• Задание: Продолжите приведенный ниже отрывок о поручении графа Шувалова Алексееву, начав сразу после его последнего предложения.

• Предложенный отрывок:
>>>

По прибытии к своему корпусу, граф Шувалов объявил Алексееву, что как в предстоящем походе кавалерия может быть только затруднением, то, по распоряжениям военного министра, полк его велено отослать внутрь Финляндии. Что же касается собственно до него, то именем Государя предложил он ему, как человеку необходимому, участвовать в предпринимаемом опасном деле. Можно себе представить, как предложение сие обрадовало Алексеева, а еще более когда он получил рескрипт от Царя, коим за изъявленное им согласие объявлял он ему особое свое благоволение.

<<<

• Фрагмент данных:

>>>

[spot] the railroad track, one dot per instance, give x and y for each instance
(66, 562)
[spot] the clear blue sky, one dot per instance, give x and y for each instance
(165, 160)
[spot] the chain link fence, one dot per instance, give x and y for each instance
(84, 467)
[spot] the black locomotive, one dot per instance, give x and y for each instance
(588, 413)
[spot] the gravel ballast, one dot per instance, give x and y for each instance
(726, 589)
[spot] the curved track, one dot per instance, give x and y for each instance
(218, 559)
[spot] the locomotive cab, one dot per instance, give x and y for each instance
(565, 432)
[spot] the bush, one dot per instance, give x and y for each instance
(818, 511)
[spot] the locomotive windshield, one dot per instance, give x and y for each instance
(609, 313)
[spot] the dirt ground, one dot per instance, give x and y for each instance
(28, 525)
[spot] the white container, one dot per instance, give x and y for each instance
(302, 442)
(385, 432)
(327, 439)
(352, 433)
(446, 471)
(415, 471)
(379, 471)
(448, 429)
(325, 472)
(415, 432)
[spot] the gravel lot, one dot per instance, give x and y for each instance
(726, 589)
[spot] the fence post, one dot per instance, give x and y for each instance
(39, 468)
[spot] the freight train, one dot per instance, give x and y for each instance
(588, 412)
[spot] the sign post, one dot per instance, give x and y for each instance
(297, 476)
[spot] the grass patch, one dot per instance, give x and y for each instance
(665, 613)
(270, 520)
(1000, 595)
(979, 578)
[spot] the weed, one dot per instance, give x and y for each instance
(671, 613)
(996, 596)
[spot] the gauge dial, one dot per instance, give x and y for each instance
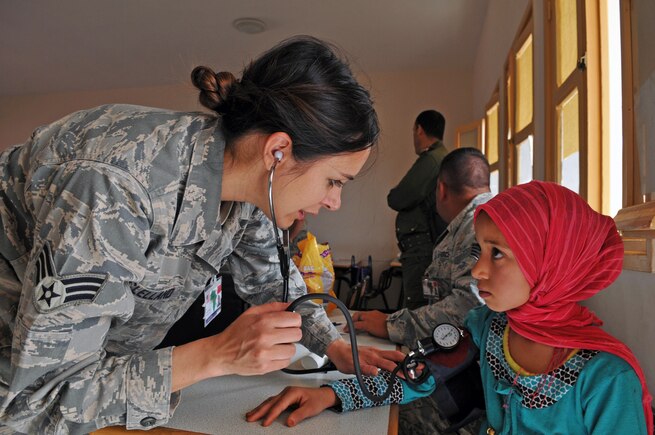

<<<

• Ответ:
Тут случился один человек, которого, без всякого преувеличения, можно назвать совершенным негодяем, но которому один раз, именно в это время, удалось пригодиться русскому войску. Некто (настоящего его имени до сих пор еще никто не знает), называющий себя Ансельм-де-Жибори, был офицером в том отряде французской армии, который, по Пресбургскому трактату, занял Илирию и Далмацию. В Боко-ди-Катаро украл он полковой ящик с казною и патент своего полковника; с ним бежал он сперва в Корфу и очутился наконец на флоте адмирала Синявина, находившегося тогда в Средиземном море. На адмиралтейском корабле был он только что свидетелем победы, одержанной Синявиным над турками близ Тенедоса и Афонской горы. С французскою наглостью выпросил он у русского добродушия сильную о себе рекомендацию и место в лодке, повозке или коляске отправляемого с известием о победе морского штаб-офицера.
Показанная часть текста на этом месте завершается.